▶ [EXCERPT PROVIDED]:
The concealed truth is that within Adventism, the position of the Bible as stated in Fundamental Belief #1 is compromised by Fundamental Belief #18 which describes Adventism’s unique understanding of the “gift of prophecy”. Although the first Adventist fundamental belief states that the Bible is “infallible” and the “authoritative revealer of doctrines”, its eighteenth fundamental belief clearly states that Adventist prophet Ellen White is “a continuing and authoritative source of truth”. The statement reads:

18. The Gift of Prophecy: One of the gifts of the Holy Spirit is prophecy. This gift is an identifying mark of the remnant church and was manifested in the ministry of Ellen G. White. As the Lord’s messenger, her writings are a continuing and authoritative source of truth which provide for the church comfort, guidance, instruction, and correction. They also make clear that the Bible is the standard by which all teaching and experience must be tested.2

Notice that Ellen White’s gift of prophecy is an “identifying mark of the remnant church”, the self-proclaimed identity of the Seventh-day Adventist Church. In addition, it is Ellen White’s writings that state the “Bible is the standard by which all teaching and experience must be tested.” In other words, the Adventist organization relies on Ellen White’s authority to use Scripture for testing “all teaching and experience.” Thus, Fundamental Belief #18 trumps Fundamental Belief #1; Scripture is not the foundation of truth in Adventism.

▶ [THINGS TO DO]:
1. In the excerpt on Adventist beliefs, what four things does the gift of prophecy statement say Ellen White's writings provide for the church?
2. According to the excerpt on Adventist beliefs, what is the self-proclaimed identity of the Seventh-day Adventist Church?

A block of data
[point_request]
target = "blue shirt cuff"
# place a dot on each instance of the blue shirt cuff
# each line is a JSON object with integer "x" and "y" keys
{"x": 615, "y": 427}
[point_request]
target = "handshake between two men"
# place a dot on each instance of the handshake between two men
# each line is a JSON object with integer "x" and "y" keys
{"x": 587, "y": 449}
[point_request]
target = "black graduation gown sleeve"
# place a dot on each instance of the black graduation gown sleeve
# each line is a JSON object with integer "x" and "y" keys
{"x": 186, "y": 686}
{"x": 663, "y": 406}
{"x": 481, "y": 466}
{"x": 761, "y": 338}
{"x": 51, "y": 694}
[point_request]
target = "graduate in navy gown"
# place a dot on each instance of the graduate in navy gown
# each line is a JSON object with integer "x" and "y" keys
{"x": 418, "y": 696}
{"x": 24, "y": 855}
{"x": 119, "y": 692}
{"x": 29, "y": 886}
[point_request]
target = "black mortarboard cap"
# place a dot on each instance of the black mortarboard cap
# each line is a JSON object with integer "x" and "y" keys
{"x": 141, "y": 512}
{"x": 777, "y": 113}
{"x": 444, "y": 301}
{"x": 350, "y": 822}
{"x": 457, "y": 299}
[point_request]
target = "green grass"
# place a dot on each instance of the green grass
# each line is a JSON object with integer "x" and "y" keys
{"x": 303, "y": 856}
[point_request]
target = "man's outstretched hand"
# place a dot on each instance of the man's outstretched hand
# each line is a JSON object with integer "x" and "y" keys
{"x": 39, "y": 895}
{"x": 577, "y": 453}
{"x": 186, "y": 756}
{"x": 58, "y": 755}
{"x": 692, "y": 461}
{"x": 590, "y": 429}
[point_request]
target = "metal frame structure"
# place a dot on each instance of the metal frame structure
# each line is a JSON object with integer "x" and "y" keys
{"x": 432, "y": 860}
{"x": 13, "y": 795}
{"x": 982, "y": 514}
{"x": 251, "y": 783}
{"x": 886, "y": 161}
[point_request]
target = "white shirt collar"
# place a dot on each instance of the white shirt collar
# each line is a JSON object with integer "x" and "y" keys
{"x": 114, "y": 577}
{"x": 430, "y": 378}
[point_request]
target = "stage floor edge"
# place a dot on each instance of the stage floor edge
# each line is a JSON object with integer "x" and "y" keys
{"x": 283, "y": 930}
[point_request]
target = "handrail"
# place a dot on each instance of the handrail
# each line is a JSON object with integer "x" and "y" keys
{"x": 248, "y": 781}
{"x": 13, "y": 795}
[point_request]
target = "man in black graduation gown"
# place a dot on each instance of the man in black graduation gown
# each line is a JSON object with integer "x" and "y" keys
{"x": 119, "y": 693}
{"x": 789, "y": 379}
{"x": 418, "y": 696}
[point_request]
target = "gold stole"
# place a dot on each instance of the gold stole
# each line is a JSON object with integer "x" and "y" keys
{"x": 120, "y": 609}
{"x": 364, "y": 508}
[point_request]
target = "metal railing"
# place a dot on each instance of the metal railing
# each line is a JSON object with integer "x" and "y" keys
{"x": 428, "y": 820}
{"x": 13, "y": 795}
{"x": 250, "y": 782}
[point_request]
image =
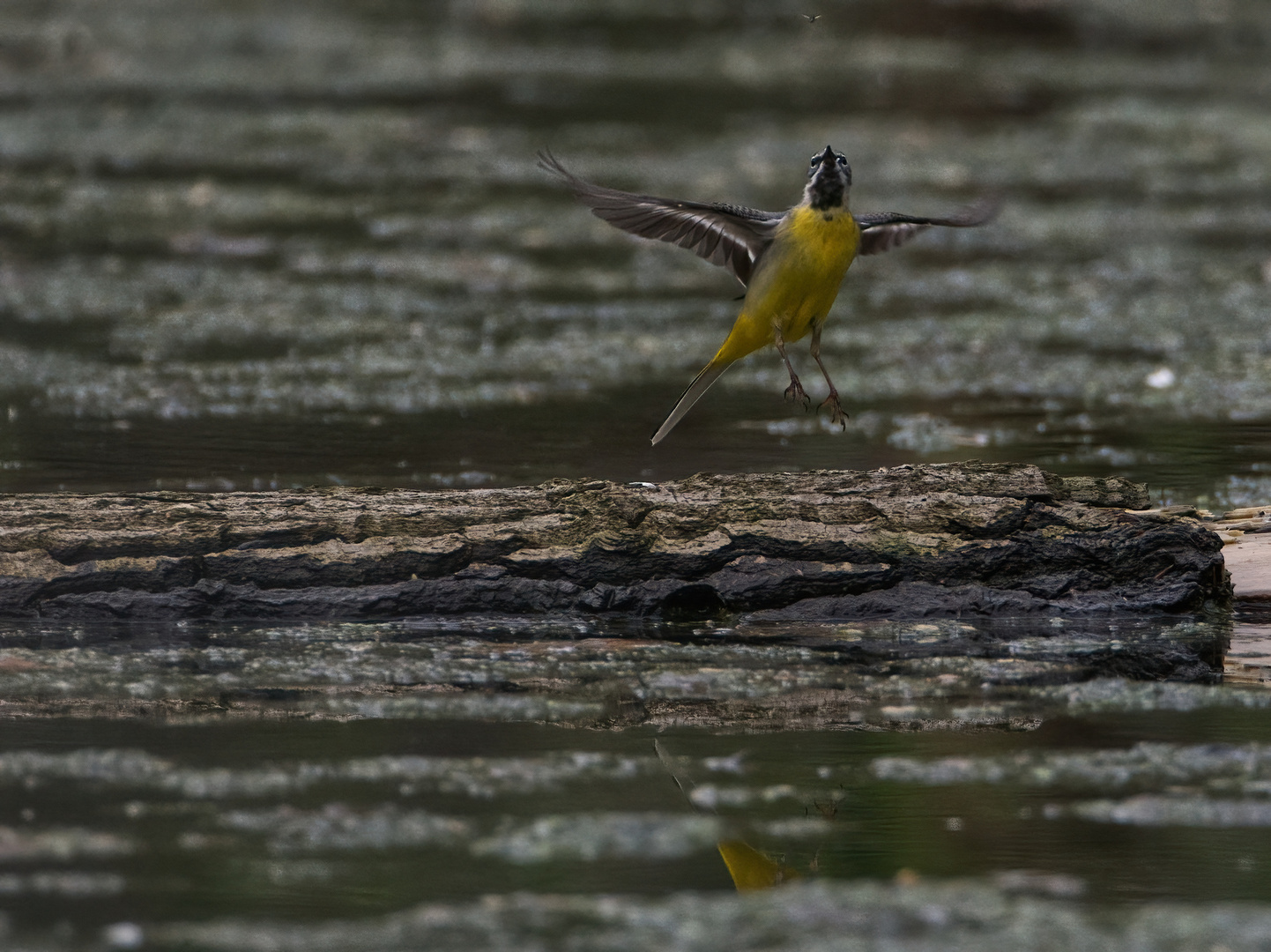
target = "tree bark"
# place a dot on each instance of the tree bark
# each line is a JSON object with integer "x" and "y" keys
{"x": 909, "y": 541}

==

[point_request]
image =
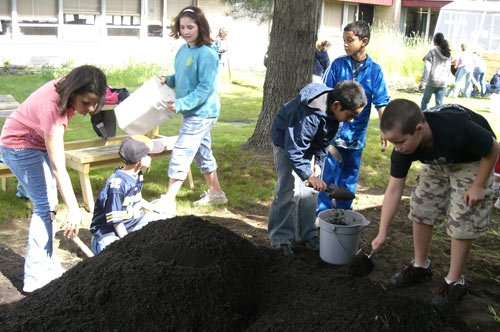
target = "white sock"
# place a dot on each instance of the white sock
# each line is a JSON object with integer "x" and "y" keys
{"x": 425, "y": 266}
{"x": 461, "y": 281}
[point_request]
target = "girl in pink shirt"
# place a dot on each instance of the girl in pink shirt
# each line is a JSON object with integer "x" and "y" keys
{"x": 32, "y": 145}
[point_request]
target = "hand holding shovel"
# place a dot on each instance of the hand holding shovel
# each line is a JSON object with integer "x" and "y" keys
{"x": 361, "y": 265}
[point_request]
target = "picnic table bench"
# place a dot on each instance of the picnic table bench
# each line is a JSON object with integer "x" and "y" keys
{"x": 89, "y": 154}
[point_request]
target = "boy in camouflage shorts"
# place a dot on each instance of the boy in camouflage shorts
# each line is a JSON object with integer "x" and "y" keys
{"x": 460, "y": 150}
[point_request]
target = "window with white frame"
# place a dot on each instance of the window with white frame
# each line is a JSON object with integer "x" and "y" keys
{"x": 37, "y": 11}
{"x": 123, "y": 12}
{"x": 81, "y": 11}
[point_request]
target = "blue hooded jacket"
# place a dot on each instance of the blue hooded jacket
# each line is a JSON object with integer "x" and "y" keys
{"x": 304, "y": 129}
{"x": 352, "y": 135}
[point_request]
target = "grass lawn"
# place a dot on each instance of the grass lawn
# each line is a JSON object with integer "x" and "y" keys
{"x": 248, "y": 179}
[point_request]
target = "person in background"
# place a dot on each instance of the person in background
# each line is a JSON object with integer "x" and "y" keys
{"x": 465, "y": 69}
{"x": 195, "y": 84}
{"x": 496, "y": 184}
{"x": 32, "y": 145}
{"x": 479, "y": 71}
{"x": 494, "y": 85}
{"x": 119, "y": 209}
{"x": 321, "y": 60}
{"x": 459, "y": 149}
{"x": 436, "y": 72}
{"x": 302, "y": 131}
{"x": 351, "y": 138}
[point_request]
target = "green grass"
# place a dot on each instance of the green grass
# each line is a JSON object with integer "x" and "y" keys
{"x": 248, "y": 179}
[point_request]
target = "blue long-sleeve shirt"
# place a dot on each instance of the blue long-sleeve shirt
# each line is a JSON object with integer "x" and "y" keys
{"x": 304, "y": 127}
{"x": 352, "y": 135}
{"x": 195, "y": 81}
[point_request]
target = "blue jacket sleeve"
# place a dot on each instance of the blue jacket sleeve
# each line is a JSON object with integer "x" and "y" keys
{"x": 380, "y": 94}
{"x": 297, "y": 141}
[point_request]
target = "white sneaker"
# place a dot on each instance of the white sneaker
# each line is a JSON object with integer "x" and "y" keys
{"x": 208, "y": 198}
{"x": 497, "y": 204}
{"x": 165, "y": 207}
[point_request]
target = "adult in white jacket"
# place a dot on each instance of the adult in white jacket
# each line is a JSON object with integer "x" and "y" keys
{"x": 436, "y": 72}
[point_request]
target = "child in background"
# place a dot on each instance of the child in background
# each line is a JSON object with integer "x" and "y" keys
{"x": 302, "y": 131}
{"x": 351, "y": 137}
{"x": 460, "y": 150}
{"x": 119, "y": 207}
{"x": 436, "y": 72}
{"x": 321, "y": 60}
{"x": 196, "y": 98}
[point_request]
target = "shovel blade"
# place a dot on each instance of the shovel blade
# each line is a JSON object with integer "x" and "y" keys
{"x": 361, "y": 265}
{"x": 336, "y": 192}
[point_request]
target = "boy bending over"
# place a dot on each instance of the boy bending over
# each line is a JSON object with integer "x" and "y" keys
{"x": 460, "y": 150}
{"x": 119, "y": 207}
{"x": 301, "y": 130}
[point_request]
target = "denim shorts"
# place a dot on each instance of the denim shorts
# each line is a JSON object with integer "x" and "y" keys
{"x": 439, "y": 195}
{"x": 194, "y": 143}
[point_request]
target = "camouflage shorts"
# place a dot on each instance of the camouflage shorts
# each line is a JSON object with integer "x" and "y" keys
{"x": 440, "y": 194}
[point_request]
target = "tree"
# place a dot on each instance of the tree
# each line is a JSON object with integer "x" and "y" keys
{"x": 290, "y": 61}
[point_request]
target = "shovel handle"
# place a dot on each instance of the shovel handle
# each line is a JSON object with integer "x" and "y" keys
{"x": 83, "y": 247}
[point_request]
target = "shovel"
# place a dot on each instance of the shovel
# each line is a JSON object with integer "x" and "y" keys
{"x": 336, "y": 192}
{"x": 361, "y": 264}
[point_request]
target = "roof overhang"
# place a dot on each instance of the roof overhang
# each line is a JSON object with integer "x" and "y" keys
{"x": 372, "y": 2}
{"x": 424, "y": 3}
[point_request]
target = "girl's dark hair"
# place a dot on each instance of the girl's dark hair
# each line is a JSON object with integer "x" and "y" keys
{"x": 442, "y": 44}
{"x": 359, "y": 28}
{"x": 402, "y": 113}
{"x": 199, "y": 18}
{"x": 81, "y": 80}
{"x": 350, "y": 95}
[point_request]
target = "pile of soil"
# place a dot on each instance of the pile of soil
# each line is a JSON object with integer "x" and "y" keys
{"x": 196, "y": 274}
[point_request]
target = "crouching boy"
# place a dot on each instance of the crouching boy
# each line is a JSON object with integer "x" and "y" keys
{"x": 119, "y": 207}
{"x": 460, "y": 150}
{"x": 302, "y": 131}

▶ [SOLUTIONS BELOW]:
1. Comfort, guidance, instruction, and correction.

2. The remnant church.